Problem statement –
Show every line of the items below that contains the word "cake", copying each line in full. Case counts.
[Begin Data for this exercise]
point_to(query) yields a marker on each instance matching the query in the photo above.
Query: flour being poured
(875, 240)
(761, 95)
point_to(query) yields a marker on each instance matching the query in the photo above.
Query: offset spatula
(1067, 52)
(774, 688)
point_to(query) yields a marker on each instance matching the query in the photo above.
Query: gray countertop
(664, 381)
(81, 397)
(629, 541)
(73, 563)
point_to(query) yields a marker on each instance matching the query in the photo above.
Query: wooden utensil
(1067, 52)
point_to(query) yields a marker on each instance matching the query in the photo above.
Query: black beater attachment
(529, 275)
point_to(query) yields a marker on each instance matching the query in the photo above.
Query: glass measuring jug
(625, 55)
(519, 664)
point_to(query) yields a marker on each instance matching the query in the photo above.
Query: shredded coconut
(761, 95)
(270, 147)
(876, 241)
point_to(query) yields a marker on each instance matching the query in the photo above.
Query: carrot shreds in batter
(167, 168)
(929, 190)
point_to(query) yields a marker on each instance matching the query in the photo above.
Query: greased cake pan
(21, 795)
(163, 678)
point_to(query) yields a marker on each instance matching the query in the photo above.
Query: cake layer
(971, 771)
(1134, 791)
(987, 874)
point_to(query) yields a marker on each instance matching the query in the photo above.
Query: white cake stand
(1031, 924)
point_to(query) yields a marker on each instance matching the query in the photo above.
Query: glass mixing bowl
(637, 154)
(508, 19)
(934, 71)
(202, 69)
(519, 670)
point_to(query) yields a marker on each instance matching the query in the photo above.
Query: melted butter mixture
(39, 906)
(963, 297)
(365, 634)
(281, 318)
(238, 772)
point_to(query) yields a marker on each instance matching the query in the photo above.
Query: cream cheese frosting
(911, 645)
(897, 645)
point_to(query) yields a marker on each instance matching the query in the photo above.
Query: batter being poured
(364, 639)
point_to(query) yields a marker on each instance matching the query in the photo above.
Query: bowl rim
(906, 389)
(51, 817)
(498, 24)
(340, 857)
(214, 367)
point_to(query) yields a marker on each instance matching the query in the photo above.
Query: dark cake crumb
[End Data for this exercise]
Exercise output –
Query: greased cake pan
Query: cake layer
Query: white cake stand
Query: dark cake crumb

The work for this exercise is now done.